'''

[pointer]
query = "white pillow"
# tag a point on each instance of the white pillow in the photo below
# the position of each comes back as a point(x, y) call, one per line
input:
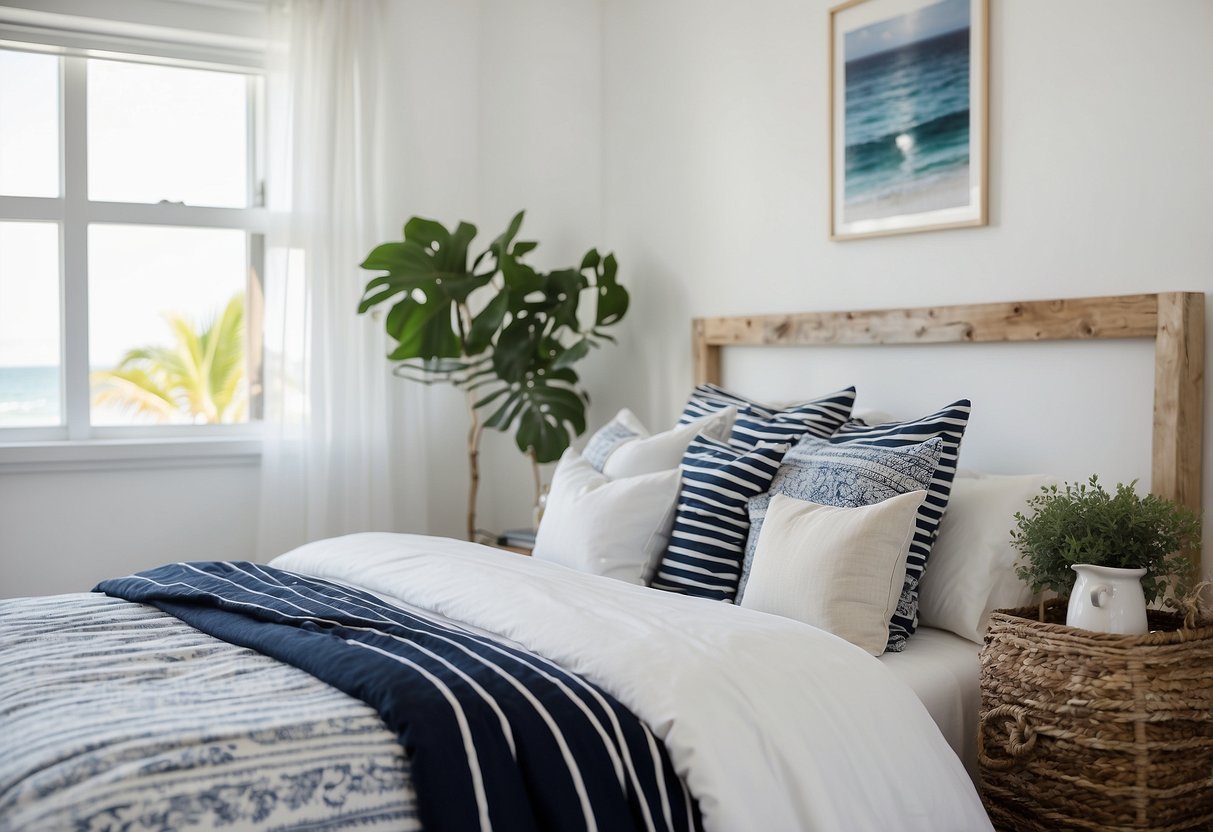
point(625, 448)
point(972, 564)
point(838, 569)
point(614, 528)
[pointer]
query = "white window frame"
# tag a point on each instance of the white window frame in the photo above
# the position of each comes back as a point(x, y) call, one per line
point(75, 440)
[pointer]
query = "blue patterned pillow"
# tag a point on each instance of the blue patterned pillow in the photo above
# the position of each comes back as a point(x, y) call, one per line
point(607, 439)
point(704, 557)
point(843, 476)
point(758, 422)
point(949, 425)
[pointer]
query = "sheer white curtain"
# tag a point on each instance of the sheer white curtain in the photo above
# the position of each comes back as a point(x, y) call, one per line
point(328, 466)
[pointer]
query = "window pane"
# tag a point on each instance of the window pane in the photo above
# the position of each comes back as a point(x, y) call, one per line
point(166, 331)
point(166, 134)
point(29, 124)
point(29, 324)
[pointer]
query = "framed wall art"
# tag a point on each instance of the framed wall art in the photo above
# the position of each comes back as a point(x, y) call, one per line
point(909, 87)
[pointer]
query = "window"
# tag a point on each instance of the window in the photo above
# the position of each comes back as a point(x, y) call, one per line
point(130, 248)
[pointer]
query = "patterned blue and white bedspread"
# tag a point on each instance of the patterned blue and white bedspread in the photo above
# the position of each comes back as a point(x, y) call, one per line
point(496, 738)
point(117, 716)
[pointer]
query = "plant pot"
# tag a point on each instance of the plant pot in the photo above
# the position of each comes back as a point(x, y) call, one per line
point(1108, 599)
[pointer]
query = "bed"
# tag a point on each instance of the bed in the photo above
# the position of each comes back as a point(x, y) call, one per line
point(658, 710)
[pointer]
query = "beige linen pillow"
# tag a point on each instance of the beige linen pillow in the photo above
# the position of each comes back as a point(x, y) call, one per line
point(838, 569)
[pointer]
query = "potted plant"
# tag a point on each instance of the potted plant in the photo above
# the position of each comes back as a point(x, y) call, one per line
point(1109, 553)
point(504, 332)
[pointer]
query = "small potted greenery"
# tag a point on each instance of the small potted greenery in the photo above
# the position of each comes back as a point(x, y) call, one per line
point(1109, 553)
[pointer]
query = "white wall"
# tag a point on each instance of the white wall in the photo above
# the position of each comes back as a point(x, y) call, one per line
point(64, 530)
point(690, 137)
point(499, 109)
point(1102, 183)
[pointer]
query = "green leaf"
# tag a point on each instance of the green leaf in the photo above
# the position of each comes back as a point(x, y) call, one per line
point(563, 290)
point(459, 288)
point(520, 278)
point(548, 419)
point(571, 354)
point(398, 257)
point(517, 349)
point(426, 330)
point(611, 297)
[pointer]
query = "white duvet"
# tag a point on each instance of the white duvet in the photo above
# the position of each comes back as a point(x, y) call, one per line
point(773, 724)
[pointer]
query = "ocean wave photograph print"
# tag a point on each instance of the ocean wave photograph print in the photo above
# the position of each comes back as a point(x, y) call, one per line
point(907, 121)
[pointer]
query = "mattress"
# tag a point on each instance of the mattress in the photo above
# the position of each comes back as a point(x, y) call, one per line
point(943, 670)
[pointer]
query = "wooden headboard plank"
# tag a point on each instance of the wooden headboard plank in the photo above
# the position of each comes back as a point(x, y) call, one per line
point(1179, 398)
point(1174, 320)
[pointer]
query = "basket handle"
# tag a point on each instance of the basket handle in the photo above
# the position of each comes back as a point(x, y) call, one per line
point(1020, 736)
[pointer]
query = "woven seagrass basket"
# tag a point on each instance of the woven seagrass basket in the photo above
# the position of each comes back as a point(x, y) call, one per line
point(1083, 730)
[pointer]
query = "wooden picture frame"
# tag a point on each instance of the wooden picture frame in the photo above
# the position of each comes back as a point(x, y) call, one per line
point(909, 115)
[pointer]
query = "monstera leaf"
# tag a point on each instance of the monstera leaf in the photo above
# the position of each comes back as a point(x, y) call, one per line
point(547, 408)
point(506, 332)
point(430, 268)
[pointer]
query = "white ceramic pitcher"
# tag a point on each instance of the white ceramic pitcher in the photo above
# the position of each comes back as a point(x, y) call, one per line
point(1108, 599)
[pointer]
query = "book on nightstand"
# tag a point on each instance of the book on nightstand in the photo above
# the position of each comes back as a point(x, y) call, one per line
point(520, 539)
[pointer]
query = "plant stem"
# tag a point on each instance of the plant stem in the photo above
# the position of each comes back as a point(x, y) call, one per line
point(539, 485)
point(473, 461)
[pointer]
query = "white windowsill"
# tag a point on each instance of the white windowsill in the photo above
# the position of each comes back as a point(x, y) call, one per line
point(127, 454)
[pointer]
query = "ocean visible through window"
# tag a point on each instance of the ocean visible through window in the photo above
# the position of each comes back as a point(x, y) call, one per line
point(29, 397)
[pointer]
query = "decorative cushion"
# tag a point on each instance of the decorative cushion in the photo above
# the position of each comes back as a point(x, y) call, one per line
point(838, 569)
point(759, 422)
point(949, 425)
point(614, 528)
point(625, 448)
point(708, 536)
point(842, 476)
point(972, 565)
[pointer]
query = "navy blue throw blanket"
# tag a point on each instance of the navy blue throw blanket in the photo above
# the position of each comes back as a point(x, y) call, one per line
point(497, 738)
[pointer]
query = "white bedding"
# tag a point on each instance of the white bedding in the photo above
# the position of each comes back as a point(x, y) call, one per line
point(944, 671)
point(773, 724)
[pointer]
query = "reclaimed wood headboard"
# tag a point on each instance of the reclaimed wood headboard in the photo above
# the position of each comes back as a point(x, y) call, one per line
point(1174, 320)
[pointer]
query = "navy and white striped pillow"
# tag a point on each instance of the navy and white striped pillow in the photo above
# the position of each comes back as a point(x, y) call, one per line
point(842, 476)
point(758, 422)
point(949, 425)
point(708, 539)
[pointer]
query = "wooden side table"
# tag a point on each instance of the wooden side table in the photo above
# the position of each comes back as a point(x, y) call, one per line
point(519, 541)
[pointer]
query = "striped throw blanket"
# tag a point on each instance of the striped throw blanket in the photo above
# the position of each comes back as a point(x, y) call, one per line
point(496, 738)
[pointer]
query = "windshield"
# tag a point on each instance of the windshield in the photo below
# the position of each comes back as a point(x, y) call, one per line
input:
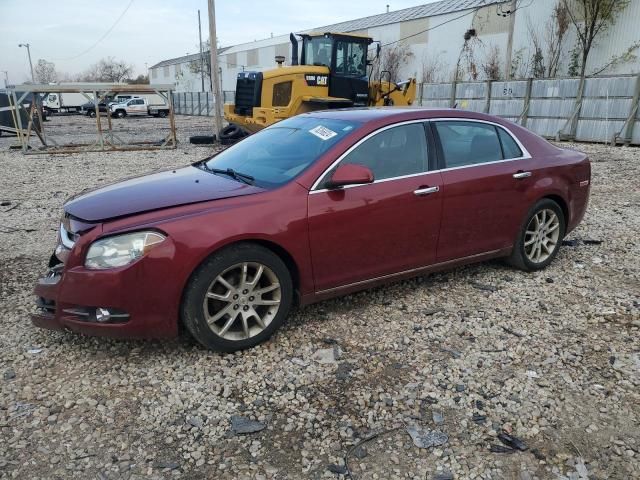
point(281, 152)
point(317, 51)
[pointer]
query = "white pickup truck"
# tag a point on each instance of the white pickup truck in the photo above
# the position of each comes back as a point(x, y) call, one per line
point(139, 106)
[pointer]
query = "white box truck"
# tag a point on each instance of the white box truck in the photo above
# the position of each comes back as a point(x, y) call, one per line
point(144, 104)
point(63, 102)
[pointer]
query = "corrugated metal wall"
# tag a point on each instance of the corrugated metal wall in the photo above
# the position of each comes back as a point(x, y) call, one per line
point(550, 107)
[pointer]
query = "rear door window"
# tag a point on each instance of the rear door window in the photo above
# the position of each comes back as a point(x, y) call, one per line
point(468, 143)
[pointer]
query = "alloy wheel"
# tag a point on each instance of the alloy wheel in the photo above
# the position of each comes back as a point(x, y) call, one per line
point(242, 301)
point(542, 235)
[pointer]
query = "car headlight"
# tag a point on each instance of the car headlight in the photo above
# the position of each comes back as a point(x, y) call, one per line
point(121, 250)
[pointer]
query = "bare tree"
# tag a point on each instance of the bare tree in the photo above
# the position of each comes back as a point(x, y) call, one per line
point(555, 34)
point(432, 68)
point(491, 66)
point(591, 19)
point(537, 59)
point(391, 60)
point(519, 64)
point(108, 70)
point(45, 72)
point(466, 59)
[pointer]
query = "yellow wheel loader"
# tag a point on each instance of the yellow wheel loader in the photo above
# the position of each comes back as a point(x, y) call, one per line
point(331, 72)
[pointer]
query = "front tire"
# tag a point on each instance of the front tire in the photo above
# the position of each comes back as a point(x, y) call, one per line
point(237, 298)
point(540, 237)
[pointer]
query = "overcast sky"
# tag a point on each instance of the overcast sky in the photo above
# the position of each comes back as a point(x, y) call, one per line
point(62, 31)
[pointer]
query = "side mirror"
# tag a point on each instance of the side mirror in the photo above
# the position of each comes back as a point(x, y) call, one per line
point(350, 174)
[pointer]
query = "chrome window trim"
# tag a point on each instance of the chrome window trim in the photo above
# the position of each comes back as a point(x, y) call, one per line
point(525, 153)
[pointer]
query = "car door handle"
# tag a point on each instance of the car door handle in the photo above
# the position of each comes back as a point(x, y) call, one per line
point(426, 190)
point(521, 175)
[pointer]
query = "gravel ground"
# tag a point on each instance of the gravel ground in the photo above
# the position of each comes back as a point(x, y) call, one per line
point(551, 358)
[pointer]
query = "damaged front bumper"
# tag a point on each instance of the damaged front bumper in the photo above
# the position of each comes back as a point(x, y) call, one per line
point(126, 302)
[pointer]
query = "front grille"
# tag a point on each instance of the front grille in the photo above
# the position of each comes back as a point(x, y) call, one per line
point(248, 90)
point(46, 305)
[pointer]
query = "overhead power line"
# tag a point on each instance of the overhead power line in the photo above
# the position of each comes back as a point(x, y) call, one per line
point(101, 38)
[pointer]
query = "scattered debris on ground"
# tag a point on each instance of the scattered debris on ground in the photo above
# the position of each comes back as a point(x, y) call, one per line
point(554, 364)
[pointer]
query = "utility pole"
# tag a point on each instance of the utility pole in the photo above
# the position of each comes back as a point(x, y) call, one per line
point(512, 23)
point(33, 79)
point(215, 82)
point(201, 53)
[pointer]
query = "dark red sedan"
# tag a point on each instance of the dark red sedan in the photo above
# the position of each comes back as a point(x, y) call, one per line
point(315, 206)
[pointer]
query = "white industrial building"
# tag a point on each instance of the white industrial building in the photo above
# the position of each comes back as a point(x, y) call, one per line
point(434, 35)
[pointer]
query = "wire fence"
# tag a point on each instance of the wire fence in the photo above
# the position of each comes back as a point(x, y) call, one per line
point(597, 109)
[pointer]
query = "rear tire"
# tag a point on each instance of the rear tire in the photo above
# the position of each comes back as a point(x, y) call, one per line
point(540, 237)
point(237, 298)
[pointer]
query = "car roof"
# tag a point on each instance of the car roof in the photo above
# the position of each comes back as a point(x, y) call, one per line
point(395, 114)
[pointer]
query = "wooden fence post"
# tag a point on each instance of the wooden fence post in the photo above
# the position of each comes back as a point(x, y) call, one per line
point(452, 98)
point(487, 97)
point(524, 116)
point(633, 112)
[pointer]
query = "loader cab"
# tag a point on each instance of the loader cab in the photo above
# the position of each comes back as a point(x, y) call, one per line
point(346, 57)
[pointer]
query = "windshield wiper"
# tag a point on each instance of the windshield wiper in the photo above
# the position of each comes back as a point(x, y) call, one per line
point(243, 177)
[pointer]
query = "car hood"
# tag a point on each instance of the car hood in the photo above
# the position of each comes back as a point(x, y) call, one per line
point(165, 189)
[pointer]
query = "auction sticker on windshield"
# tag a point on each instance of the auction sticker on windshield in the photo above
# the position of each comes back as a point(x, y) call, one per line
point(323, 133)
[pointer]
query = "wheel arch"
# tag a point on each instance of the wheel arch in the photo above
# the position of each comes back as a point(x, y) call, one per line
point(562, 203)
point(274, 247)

'''

What you are asked to do: Exactly as written, repeat the lines of the material above from the first through the line holding "# tag a point on each instance of the bed", with both ends in the copy and no pictures.

Answer section:
[pointer]
query = "white pillow"
# tag a point on each instance of the white pillow in the photo below
# the position of each comes back as a point(x, y) call, one per line
input:
point(625, 448)
point(972, 564)
point(838, 569)
point(614, 528)
[pointer]
query = "white window frame"
# tag a point on each instance of the white window frame in the photo above
# the position of each comes back as a point(x, y) call, one per line
point(75, 440)
[pointer]
query = "blue patterned pillow"
# tag a point on each instance of the blue patterned pillow in the photo above
# the position of each comes back as a point(x, y) call, one per line
point(607, 439)
point(704, 557)
point(843, 476)
point(758, 422)
point(949, 425)
[pointer]
query = "sheer white curtain"
# tag a point on each instance of the sheer white curtain in the photo above
# the position of each comes back as a point(x, y) call, one per line
point(328, 466)
[pointer]
query = "window pane"
# tag a point on each instance of the window pane in the photo above
# the position of each comes back as a point(x, y) call, one per line
point(166, 331)
point(166, 134)
point(29, 124)
point(29, 324)
[pointer]
query = "framed wall art"
# tag a point on each instance of the framed wall art in the photo above
# the position of each comes back as a point(x, y) call, one per line
point(909, 87)
[pointer]
query = "window"
# tag a point on each instance of the window in the photo above
# the position of each comes back as a point(x, y) call, one per line
point(130, 248)
[pointer]
query = "patterned blue and white bedspread"
# tag a point on each instance of the patterned blue and white bedspread in the photo above
# the position of each comes back as a point(x, y) call, one per line
point(496, 738)
point(117, 716)
[pointer]
query = "plant pot"
# tag a point on each instance of the plant pot in the photo above
# the position of each comes back as a point(x, y) call, one per line
point(1108, 599)
[pointer]
query = "bed"
# tag a point on each instance of the bed in the photo above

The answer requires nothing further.